> **Tasks to carry out**:
[A] Please list every header field name that appears in the quoted message inside the email text.
[B] Using the email text, decide whether each statement agrees with it, answering yes or no and quoting the deciding words: (i) the writer of the reply thinks competition and concentration should be seen in dialectical terms; (ii) the recommended book by Rhy Jenkins lists London as its place of publication; (iii) Jim Devine's message was sent on a Friday.

> **Text to read**:
····················

I think the relationship between competition and concentration should be
seen in dialectical terms.  One leads to the other in a dynamic context,
showing considerable variability among sectors under study.  A useful,
accessible chapter, albeit for a different topic, is from Rhy Jenkins
(1987) Transnational Corporations and Uneven Development, New York:
Methuen & Co.

Anthony D'Costa
U of Washington, Tacoma


On Fri, 9 Jun 2000, Jim Devine wrote:

> Date: Fri, 09 Jun 2000 10:18:42 -0700
> From: Jim Devine <[EMAIL PROTECTED]>
> Reply-To: [EMAIL PROTECTED]
> To: [EMAIL PROTECTED]
> Subject: [PEN-L:20055] Re: Wall St. J.:  Monopoly the coming thing
> 
> At 08:32 AM 6/9/00 -0700, you wrote:
> >Jim Devine has, both in the latest go round with Tom Walker, and at other 
> >times, asserted his belief that competition is much stronger now than in, 
> >say, the 1950s.

····················

[Saved entries]
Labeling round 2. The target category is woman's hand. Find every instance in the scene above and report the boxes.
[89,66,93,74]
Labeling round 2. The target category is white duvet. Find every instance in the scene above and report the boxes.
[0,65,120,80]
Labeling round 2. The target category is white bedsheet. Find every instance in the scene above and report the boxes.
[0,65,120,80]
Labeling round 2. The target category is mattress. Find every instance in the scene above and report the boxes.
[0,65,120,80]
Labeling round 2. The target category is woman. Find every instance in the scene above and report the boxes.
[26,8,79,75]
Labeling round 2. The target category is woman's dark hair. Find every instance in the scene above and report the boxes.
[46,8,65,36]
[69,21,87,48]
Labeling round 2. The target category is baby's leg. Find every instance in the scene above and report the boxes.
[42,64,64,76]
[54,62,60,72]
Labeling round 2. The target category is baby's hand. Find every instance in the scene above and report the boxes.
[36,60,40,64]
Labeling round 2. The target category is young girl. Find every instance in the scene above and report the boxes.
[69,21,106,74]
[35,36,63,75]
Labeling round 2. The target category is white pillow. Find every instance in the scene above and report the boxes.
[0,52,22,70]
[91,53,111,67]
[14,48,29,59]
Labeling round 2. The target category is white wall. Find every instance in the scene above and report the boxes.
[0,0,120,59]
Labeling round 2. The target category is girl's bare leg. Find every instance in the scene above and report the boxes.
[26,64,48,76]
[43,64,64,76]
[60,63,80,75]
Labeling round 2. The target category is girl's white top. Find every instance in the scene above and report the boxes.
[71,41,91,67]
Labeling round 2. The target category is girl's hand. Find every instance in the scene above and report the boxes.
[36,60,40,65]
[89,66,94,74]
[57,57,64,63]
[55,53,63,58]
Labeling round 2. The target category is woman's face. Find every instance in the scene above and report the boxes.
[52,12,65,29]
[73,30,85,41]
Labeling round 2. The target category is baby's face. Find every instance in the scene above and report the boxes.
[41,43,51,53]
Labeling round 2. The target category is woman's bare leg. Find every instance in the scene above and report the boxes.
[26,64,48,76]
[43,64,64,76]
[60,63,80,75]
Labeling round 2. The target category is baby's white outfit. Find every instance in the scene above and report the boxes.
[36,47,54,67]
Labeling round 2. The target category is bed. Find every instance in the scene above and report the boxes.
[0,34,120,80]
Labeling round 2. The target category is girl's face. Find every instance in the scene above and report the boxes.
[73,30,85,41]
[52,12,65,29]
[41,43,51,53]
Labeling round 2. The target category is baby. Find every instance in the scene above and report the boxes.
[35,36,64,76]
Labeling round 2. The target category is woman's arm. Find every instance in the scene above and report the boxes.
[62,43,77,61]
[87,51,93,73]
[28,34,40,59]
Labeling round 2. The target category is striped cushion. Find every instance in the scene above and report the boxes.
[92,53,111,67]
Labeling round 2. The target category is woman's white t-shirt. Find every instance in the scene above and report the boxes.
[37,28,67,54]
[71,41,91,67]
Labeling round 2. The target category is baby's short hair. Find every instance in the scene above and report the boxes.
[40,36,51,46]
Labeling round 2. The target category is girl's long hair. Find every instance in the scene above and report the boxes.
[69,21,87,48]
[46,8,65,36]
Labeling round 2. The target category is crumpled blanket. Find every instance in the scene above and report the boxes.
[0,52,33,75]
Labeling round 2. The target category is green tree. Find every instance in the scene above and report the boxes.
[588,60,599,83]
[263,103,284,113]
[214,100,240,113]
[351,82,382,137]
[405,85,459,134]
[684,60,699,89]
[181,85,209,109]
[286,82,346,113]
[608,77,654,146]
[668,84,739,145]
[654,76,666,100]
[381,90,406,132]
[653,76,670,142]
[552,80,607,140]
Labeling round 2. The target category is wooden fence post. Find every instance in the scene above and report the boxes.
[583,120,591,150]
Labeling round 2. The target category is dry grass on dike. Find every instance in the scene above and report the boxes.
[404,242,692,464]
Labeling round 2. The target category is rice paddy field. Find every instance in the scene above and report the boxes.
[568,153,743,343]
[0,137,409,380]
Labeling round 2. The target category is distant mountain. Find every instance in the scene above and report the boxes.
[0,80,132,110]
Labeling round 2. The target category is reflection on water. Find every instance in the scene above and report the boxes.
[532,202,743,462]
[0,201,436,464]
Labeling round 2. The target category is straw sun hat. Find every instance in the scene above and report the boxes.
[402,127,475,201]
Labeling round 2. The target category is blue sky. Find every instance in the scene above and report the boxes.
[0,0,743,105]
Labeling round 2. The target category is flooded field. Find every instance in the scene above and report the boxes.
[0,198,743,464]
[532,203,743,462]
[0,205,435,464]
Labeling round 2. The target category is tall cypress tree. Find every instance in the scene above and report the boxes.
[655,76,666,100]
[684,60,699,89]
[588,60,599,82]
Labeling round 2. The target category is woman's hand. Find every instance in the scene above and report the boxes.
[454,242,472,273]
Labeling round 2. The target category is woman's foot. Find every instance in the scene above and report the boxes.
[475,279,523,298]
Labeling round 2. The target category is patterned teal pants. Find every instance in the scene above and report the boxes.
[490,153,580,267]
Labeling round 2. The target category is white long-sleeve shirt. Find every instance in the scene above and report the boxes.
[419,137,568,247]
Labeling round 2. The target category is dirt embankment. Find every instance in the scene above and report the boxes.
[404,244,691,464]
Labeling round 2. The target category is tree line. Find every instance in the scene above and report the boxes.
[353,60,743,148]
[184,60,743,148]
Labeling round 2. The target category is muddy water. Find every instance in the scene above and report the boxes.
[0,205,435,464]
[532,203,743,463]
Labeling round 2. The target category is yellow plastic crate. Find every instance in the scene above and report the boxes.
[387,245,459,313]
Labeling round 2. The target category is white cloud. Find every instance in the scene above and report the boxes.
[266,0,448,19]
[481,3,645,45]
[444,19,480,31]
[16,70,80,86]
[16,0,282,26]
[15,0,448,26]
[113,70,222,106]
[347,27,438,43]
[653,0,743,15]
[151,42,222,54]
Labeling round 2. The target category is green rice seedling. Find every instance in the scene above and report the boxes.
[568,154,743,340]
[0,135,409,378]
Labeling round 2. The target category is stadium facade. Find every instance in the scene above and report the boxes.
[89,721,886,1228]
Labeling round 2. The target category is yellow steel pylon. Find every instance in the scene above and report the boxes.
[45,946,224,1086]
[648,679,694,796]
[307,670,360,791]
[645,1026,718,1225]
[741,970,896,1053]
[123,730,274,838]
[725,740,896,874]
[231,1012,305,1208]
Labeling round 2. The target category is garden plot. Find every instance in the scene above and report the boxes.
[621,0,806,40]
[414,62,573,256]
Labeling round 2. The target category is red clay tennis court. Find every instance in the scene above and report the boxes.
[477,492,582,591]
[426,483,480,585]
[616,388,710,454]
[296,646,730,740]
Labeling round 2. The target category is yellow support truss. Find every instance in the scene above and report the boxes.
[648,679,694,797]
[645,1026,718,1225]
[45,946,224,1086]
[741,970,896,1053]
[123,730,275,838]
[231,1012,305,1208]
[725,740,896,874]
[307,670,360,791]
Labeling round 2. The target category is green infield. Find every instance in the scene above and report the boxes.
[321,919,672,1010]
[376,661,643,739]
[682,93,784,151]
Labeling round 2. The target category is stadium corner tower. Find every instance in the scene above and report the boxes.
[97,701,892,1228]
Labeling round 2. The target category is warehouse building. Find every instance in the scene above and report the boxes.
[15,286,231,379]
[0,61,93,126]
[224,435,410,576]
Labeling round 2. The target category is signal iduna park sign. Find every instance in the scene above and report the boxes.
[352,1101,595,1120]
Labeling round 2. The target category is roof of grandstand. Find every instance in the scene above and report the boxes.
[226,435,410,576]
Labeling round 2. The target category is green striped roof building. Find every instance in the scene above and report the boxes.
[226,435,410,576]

····················

> **Responses**:
[A] Date, From, Reply-To, To, Subject

[B]
(i) Yes: "I think the relationship between competition and concentration should be seen in dialectical terms."
(ii) No: "New York: Methuen & Co."
(iii) Yes: "On Fri, 9 Jun 2000, Jim Devine wrote:"